[REQUEST 1] Rewrite the records from the line containing "of the <item>cockpit" through the line containing "M 0 30 L 8 31", inclusive, replacing "whole-pixel" with "integer" and leaving everything else unchanged.

[GIVEN TEXT]
Using Hashing to Obscure Sensitive Data

At least two customers that I’ve worked with in the past month have been building Data Warehouses that contain Social Security Numbers (SSN) – in one case it is even being used as a foreign key for a very large fact table.  These customers were interested in scrambling the SSN so that it couldn’t be identified in reports, but still allow it to remain useful as a unique person identifier and accessible for lookup by authorized queries.

 

While SQL Server 2005 offers encryption, a SQL encrypted value is not deterministic and cannot be used for key lookup purposes.  A better solution is to use a Hash value based on the SSN, or even a bigint derived from a Hash. 

 

The SSN can be deterministically mapped (one-way) to a hash using both Integration Services (SSIS) or TSQL.  This allows the encoding to be efficiently performed within an Extract-Transform-Load pipeline or later on in queries that need to access the hash result.

 

To construct a 20-byte SHA1 hash of SSN within SSIS, input the SSN as a string in the pipeline, then append a leading “0” to the string using the Derived Column transform so that you obtain a 10-digit string.  In the same Derived Column transform, convert that result to a 5 byte stream (this treats the incoming characters as hex).  The Derived Column Transformation will look something like this:

 

Derived Column Name Derived Column Expression Data Type Length

Converted SSN <add as new col> “0”+[Raw SSN] byte stream 5

 

You can then build a 20-byte hash of this very easily with a couple of lines of code in a Script Transform.

 

. . .

Imports System.Security.Cryptography

Public Class ScriptMain

    Inherits UserComponent

    Dim mySHA1 As New SHA1CryptoServiceProvider()

    Public Overrides Sub Input0_ProcessInputRow(ByVal Row As Input0Buffer)

        Row.Sha1 = mySHA1.ComputeHash(Row.ConvertedSSN)

    End Sub

End Class

The resulting hex characters can be used as a string to insert in the database, or type conversion can be performed.  Since a 20-byte hash value may be overkill for the number of unique SSNs that you will encounter in your data, you can convert it to a positive bigint using the leftmost 7 bytes (or any set of 7 bytes you choose) within the same script.

 

Imports System.Security.Cryptography

Public Class ScriptMain

    Inherits UserComponent

    Dim mySHA1 As New SHA1CryptoServiceProvider()

    Dim SHA1Result(20) As Byte

    Dim longResult As Long

    Public Overrides Sub Input0_ProcessInputRow(ByVal Row As Input0Buffer)

        SHA1Result = mySHA1.ComputeHash(Row.ConvertedSSN)

        longResult = 0

        For i As Integer = 0 To 6

            longResult = CLng(longResult + (CLng(SHA1Result(6 - i)) * (256 ^ i)))

        Next

        Row.Sha1 = SHA1Result

        Row.Long7Bytes = longResult

    End Sub

End Class

This SSIS-based conversion can be performed with identical results within TSQL.  For example, to convert the SSN 566098776 to a 20 byte hash or a bigint associated with the first 7 bytes, use the SQL expressions below.  Don’t forget the leading 0 in the hex representation so that you have a full 5 bytes as an argument to the hashbytes function!

 

select hashbytes('SHA1', 0x0566098776)

[REQUEST 2] List every variable that the second script in the hashing article declares with a Dim statement.

[DATA SHOWN]
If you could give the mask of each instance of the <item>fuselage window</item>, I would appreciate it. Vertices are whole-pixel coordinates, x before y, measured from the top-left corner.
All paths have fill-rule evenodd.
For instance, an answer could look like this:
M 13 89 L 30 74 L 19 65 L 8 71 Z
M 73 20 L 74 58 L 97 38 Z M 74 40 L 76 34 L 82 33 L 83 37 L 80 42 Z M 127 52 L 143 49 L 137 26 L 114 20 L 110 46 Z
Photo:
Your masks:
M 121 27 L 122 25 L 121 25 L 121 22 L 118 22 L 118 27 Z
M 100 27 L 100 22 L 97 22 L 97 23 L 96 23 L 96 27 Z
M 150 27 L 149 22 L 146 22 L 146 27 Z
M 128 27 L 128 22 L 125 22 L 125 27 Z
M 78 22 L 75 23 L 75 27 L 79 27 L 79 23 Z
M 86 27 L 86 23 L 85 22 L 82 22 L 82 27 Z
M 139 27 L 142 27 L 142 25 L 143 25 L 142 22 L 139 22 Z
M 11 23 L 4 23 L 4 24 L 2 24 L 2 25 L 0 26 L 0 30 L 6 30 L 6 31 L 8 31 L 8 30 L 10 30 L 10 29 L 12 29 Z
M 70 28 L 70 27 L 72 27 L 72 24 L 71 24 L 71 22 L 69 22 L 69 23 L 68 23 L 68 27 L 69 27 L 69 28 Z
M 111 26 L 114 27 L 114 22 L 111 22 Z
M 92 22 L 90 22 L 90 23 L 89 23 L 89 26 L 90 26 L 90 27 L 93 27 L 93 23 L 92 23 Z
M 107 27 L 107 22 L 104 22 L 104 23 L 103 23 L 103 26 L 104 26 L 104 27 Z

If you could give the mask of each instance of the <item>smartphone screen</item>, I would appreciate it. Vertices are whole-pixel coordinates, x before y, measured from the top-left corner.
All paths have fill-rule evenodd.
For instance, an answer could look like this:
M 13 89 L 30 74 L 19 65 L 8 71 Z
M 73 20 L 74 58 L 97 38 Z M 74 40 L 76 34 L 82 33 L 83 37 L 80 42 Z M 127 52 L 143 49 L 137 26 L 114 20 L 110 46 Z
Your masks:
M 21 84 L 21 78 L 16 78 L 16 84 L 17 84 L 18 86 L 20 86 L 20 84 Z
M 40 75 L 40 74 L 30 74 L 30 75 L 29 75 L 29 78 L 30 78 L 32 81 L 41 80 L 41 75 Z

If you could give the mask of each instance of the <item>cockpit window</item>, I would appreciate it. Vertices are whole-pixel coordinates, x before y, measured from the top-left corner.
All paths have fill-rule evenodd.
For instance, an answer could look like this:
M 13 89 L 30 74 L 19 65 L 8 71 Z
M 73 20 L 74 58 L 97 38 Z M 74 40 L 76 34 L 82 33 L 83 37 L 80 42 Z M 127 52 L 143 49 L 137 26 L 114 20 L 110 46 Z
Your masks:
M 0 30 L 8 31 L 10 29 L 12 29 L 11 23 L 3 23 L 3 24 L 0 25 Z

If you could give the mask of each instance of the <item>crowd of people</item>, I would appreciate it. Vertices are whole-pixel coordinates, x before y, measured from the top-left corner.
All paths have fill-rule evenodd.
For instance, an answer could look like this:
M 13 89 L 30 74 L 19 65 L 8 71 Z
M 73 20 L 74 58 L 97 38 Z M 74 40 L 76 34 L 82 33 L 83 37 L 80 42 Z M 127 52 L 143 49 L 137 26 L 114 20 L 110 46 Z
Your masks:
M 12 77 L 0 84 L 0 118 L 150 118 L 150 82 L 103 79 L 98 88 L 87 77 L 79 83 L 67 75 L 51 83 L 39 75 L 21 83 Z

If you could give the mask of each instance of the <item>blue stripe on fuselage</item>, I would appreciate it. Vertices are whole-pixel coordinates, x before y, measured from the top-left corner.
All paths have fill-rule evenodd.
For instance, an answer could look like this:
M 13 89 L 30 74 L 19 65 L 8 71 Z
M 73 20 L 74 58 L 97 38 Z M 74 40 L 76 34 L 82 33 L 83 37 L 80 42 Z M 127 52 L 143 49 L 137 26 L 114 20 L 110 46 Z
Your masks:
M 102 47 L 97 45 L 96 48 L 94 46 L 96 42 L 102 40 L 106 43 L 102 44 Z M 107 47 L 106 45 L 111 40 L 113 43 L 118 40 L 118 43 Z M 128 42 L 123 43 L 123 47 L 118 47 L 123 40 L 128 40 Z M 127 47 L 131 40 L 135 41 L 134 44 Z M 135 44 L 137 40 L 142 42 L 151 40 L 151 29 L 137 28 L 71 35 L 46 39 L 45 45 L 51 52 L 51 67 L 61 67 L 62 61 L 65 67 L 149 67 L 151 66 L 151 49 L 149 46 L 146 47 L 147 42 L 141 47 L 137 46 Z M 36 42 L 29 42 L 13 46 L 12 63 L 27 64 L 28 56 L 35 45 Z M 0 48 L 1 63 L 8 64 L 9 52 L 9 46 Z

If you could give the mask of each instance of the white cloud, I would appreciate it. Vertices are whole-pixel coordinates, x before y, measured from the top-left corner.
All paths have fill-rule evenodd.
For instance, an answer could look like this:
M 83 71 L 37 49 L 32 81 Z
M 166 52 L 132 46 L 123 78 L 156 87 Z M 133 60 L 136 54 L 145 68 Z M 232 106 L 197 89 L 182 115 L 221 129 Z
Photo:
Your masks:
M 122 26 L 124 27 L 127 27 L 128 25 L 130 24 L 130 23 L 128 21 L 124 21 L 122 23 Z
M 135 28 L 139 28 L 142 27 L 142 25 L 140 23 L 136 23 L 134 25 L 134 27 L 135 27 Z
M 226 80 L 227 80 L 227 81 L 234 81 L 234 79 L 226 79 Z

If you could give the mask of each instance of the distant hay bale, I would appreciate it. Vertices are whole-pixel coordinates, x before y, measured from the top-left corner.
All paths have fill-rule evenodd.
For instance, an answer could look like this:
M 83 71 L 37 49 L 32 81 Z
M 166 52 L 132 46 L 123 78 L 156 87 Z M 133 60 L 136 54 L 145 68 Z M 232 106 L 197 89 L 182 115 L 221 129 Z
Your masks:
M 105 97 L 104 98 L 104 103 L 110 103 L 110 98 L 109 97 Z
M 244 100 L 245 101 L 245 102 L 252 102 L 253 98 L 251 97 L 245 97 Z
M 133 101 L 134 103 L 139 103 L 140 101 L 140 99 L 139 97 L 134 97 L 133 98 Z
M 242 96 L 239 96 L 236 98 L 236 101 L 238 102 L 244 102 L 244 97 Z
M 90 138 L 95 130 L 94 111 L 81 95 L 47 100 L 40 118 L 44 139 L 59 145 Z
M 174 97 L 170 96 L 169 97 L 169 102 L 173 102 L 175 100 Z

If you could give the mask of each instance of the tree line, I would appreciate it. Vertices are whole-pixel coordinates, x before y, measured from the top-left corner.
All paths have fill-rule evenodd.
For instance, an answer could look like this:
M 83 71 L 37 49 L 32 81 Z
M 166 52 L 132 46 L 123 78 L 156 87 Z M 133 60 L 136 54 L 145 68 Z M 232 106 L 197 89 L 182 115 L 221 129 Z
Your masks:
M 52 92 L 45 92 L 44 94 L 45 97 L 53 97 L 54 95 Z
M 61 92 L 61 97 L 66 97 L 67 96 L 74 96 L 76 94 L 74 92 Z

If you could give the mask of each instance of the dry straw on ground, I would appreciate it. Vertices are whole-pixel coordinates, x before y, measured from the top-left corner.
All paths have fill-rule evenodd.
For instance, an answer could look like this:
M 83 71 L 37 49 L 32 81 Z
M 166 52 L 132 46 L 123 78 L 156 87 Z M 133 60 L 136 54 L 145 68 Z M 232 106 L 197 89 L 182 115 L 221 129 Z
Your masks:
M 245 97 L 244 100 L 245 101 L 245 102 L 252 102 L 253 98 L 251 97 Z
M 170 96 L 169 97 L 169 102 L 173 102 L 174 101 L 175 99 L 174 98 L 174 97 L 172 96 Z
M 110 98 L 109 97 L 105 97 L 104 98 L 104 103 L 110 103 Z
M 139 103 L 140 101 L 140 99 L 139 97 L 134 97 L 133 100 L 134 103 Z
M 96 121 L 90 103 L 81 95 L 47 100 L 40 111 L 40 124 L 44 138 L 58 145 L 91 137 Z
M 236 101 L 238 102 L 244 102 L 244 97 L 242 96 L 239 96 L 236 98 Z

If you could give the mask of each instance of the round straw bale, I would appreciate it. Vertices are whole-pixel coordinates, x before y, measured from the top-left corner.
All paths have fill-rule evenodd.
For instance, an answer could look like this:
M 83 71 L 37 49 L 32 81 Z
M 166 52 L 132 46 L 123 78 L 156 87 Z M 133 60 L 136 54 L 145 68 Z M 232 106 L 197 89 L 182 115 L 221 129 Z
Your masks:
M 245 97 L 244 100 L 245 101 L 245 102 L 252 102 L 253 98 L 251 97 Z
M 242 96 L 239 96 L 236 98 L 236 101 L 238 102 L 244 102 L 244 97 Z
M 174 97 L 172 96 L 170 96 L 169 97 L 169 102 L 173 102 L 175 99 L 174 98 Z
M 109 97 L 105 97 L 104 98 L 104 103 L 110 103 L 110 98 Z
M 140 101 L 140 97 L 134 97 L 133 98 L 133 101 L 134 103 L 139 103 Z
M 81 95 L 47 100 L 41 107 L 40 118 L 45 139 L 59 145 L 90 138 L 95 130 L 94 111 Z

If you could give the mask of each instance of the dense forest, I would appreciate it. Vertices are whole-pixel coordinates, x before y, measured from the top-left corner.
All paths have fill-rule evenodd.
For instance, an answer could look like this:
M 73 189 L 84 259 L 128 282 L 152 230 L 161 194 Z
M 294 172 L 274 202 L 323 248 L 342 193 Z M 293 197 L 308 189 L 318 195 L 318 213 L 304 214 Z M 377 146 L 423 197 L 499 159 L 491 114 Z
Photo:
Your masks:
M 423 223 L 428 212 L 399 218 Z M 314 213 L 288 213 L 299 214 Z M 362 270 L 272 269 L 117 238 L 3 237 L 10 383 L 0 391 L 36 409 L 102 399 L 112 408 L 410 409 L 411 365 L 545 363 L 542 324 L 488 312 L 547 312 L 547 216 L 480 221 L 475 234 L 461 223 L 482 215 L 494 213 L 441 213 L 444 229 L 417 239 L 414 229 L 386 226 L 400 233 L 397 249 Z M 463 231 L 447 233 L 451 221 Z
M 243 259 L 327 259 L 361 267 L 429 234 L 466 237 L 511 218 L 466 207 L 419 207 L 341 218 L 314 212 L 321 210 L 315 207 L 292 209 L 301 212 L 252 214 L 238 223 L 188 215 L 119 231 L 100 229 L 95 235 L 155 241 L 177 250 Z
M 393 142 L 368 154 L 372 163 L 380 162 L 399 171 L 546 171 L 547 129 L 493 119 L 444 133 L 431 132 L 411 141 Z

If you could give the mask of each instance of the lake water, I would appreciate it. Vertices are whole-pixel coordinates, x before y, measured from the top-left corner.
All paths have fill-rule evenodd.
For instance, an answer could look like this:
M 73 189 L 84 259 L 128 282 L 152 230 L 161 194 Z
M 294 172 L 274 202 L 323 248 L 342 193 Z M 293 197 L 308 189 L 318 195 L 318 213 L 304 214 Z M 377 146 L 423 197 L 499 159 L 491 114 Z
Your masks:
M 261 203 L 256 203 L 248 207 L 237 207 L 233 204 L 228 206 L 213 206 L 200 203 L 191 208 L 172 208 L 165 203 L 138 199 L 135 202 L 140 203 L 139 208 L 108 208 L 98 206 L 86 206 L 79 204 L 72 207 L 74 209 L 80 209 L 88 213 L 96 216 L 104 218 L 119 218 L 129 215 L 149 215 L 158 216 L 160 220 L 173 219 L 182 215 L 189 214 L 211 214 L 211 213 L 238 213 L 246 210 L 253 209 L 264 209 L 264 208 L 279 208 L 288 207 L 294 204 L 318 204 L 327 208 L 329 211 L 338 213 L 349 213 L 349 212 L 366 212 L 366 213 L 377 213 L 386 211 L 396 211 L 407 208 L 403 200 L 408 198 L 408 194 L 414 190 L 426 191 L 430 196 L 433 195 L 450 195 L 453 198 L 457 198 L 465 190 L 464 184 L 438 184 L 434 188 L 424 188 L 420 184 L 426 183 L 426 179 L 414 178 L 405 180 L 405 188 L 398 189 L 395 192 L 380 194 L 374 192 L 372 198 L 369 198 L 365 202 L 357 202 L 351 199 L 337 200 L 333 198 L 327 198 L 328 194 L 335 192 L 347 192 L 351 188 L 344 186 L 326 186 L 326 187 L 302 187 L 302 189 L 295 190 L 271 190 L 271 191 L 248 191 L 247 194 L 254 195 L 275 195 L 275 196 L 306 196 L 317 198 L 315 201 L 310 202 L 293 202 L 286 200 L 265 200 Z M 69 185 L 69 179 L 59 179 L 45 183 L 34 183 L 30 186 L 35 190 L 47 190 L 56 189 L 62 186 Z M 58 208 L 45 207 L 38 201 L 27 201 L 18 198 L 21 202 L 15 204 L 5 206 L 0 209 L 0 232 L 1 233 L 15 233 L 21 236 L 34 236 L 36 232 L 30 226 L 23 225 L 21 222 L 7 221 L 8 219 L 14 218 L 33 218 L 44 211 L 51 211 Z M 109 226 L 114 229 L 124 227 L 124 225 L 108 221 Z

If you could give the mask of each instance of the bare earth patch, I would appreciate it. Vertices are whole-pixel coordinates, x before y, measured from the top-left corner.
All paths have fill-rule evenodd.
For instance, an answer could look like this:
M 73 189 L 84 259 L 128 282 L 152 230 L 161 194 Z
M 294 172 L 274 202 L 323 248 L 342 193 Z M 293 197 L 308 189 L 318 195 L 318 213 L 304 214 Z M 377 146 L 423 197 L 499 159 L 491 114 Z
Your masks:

[RESPONSE 1]
If you could give the mask of each instance of the <item>cockpit window</item>, I would appreciate it. Vertices are integer coordinates, x before y, measured from the top-left corner.
All paths have fill-rule evenodd.
For instance, an answer could look like this:
M 13 89 L 30 74 L 19 65 L 8 71 Z
M 73 20 L 74 58 L 97 38 Z M 74 40 L 76 34 L 82 33 L 83 37 L 80 42 Z M 127 52 L 143 49 L 137 26 L 114 20 L 110 46 Z
Your masks:
M 0 30 L 8 31 L 10 29 L 12 29 L 11 23 L 3 23 L 3 24 L 0 25 Z

[RESPONSE 2]
mySHA1
SHA1Result
longResult